- DESCRIPTION OF THE TASK -
Will you repeat every one of the rows below word for word, leaving the pictures out of your answer?

Region segmentation data:
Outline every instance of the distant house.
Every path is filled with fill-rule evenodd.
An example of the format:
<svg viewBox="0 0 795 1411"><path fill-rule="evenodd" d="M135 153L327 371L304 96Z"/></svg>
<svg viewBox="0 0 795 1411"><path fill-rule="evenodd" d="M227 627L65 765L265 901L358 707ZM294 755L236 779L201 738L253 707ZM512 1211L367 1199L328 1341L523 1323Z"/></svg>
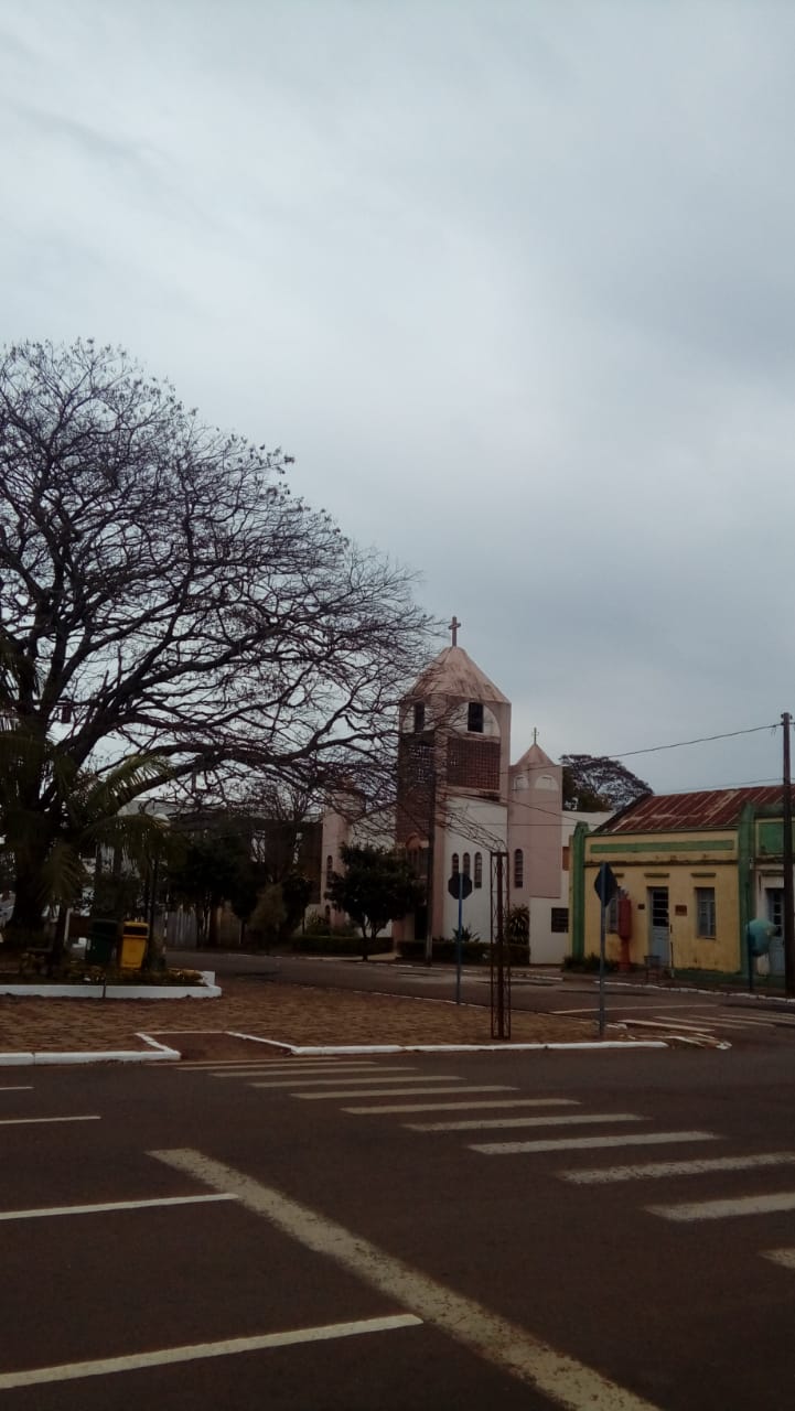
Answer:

- EXPECTED ANSWER -
Outline every instance of the distant house.
Every path is filled with fill-rule evenodd.
An example of the format:
<svg viewBox="0 0 795 1411"><path fill-rule="evenodd" d="M135 153L327 371L304 96Z"/></svg>
<svg viewBox="0 0 795 1411"><path fill-rule="evenodd" d="M227 627L65 765L265 901L358 707ZM294 755L236 779L201 738L253 707ZM512 1211L367 1199L328 1341L523 1323Z"/></svg>
Answer:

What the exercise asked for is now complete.